Problem requirements: Pick out each line of the material below that contains the string "hillside", and copy those lines.

(Point placement records)
• • • • •
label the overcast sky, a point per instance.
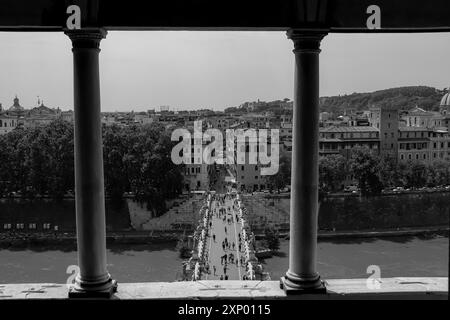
(188, 70)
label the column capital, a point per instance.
(86, 38)
(306, 41)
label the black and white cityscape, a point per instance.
(154, 160)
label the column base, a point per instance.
(103, 291)
(303, 286)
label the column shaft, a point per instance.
(302, 274)
(89, 181)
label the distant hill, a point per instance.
(427, 98)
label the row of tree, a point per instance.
(40, 161)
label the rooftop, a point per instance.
(349, 129)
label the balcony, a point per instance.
(390, 288)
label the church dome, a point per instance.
(445, 102)
(16, 106)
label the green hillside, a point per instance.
(427, 98)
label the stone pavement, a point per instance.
(235, 271)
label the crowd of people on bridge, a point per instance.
(228, 208)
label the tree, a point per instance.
(283, 176)
(332, 172)
(364, 165)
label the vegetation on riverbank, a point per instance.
(40, 162)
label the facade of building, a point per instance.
(345, 140)
(17, 116)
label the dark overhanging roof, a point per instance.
(265, 15)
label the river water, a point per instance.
(397, 256)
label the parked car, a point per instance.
(351, 189)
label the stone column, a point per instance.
(302, 276)
(93, 279)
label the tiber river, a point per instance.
(396, 256)
(406, 257)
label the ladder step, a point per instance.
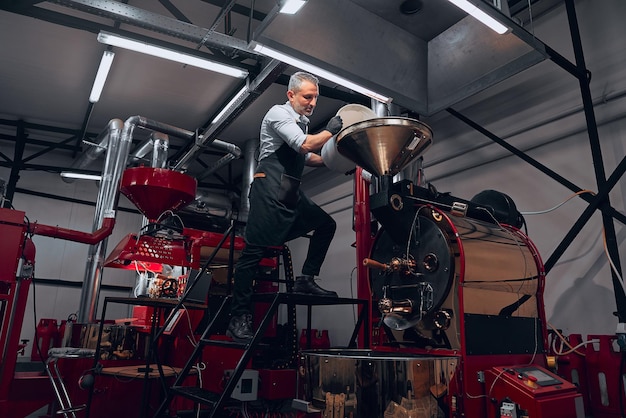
(197, 394)
(223, 343)
(232, 344)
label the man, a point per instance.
(279, 210)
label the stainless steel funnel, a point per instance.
(384, 146)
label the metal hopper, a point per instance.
(384, 146)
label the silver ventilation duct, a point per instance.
(156, 145)
(250, 153)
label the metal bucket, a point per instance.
(374, 384)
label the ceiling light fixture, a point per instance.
(478, 14)
(291, 7)
(101, 76)
(82, 176)
(262, 49)
(169, 54)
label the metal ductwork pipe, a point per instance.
(250, 153)
(157, 145)
(117, 137)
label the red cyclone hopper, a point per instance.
(156, 190)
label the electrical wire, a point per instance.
(541, 212)
(613, 267)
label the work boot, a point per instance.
(240, 328)
(306, 284)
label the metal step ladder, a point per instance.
(217, 401)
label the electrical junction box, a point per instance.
(508, 410)
(247, 386)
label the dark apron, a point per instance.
(274, 197)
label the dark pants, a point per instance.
(310, 218)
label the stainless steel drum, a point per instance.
(366, 383)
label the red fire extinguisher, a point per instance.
(46, 336)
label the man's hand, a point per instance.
(334, 125)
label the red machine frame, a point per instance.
(475, 388)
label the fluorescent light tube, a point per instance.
(82, 176)
(478, 14)
(262, 49)
(170, 54)
(291, 7)
(101, 76)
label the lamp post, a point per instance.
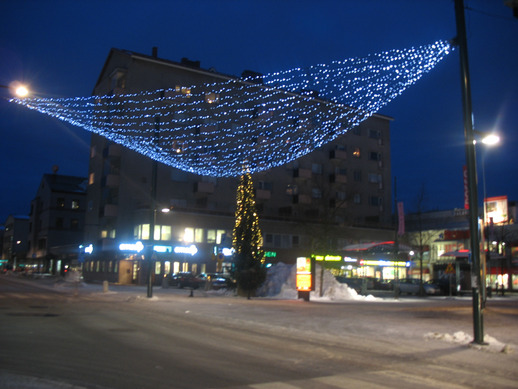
(17, 89)
(490, 140)
(472, 174)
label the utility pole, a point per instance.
(472, 174)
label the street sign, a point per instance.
(450, 269)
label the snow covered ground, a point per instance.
(280, 285)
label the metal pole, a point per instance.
(154, 170)
(472, 173)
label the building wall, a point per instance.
(339, 193)
(57, 219)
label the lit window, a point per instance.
(211, 97)
(188, 235)
(198, 235)
(221, 236)
(166, 233)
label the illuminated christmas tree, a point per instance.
(247, 240)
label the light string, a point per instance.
(215, 129)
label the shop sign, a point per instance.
(191, 250)
(385, 263)
(305, 272)
(327, 258)
(138, 247)
(162, 249)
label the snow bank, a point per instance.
(461, 337)
(280, 283)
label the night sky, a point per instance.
(59, 48)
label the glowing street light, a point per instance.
(17, 89)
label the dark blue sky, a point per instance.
(59, 48)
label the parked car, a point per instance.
(219, 280)
(186, 280)
(357, 283)
(411, 286)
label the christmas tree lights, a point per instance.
(247, 238)
(215, 129)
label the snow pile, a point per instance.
(280, 283)
(461, 337)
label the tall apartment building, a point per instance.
(56, 222)
(14, 245)
(336, 195)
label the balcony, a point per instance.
(302, 173)
(204, 187)
(338, 179)
(301, 199)
(338, 155)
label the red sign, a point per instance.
(304, 278)
(466, 187)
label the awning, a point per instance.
(457, 254)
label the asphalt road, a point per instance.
(68, 338)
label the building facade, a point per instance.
(14, 247)
(56, 222)
(336, 195)
(441, 240)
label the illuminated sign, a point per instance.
(385, 263)
(192, 249)
(495, 210)
(304, 278)
(327, 258)
(87, 249)
(138, 247)
(162, 249)
(227, 252)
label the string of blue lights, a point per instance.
(217, 129)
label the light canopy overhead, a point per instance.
(222, 128)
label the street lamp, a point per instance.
(17, 89)
(489, 139)
(461, 40)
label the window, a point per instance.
(375, 156)
(211, 97)
(374, 134)
(292, 190)
(188, 235)
(183, 90)
(375, 200)
(374, 178)
(211, 236)
(198, 235)
(141, 231)
(165, 233)
(264, 185)
(316, 168)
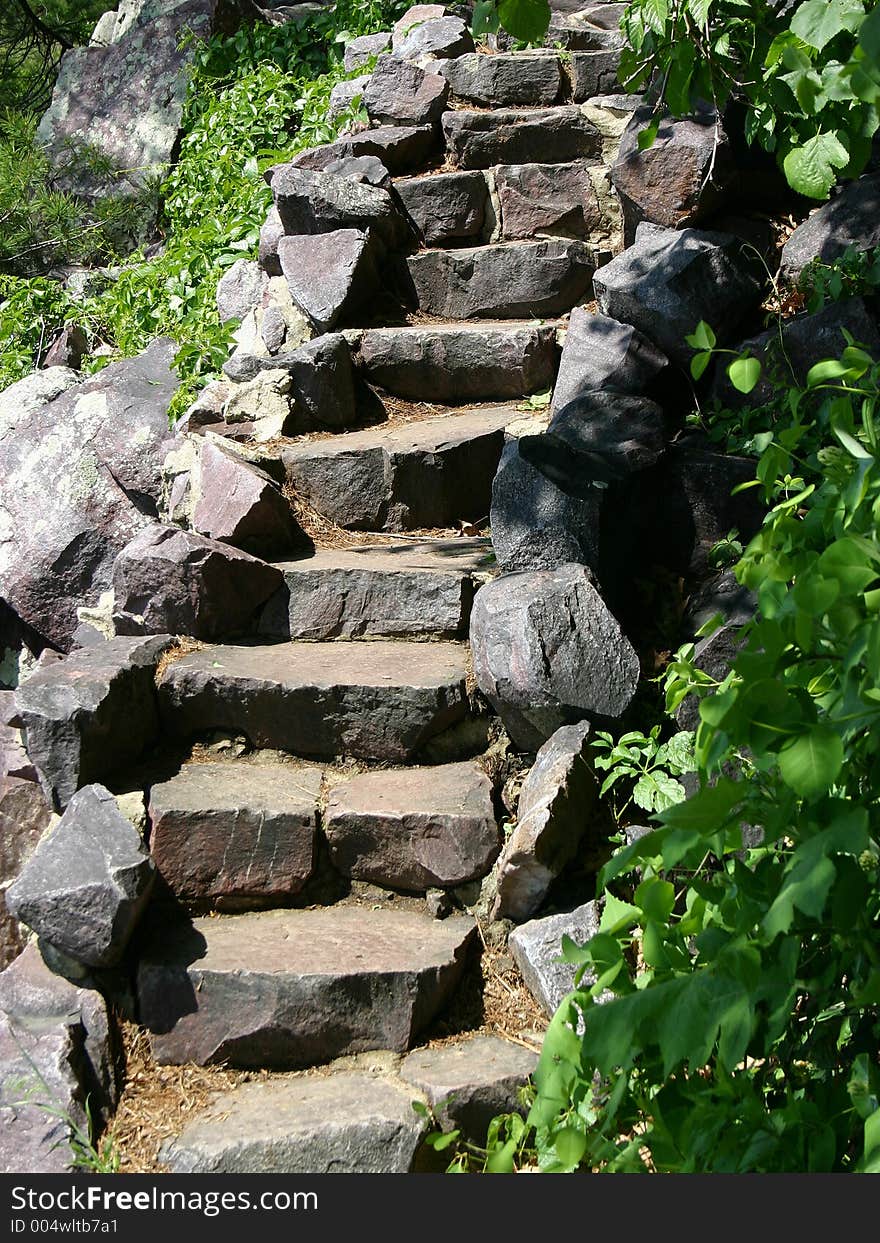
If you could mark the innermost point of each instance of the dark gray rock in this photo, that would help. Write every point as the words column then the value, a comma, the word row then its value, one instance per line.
column 536, row 947
column 537, row 526
column 240, row 290
column 270, row 235
column 330, row 275
column 504, row 80
column 668, row 281
column 446, row 206
column 139, row 67
column 32, row 996
column 594, row 73
column 175, row 582
column 81, row 475
column 850, row 219
column 91, row 714
column 440, row 37
column 87, row 883
column 284, row 988
column 552, row 817
column 548, row 653
column 471, row 1082
column 791, row 348
column 24, row 817
column 415, row 589
column 414, row 829
column 235, row 834
column 344, row 1123
column 597, row 439
column 522, row 280
column 373, row 700
column 240, row 505
column 602, row 353
column 323, row 203
column 680, row 179
column 361, row 51
column 433, row 472
column 400, row 148
column 400, row 93
column 557, row 199
column 456, row 364
column 512, row 136
column 67, row 349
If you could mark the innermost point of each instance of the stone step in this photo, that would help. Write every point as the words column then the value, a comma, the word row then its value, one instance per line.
column 415, row 828
column 516, row 280
column 371, row 700
column 285, row 990
column 425, row 474
column 455, row 362
column 236, row 834
column 419, row 589
column 518, row 136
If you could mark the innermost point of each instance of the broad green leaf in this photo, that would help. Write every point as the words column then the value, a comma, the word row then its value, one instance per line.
column 818, row 21
column 812, row 762
column 811, row 169
column 525, row 19
column 745, row 373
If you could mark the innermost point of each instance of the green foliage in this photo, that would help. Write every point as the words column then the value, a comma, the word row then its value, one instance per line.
column 728, row 1003
column 256, row 98
column 648, row 768
column 809, row 75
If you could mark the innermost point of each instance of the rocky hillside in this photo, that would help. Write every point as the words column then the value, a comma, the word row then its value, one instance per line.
column 301, row 692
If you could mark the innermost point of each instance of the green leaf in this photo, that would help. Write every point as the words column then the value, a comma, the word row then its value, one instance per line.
column 525, row 19
column 818, row 21
column 812, row 762
column 745, row 373
column 811, row 169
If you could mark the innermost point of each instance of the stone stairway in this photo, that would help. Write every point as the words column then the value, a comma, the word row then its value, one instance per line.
column 364, row 743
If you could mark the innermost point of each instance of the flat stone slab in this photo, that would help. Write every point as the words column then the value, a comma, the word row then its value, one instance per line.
column 536, row 946
column 517, row 136
column 287, row 990
column 399, row 591
column 374, row 700
column 459, row 363
column 470, row 1083
column 235, row 833
column 507, row 281
column 431, row 472
column 414, row 829
column 344, row 1123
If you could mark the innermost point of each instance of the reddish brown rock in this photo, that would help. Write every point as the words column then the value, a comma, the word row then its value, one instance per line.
column 414, row 829
column 235, row 834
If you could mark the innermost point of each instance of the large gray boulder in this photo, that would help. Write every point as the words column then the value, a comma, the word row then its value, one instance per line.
column 87, row 883
column 175, row 582
column 82, row 474
column 850, row 219
column 547, row 653
column 669, row 280
column 552, row 818
column 330, row 275
column 91, row 714
column 537, row 947
column 400, row 93
column 344, row 1123
column 602, row 353
column 123, row 93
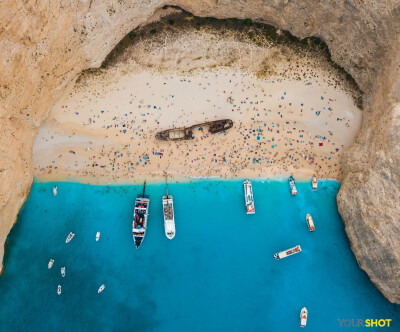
• • • • •
Correct result:
label the green hillside, a point per instance.
If you could mark the innermost point of each instance of the rocky hillside in this photo, that would help. Write every point as the words column then the value, a comma, the word row then its value, one instance per line.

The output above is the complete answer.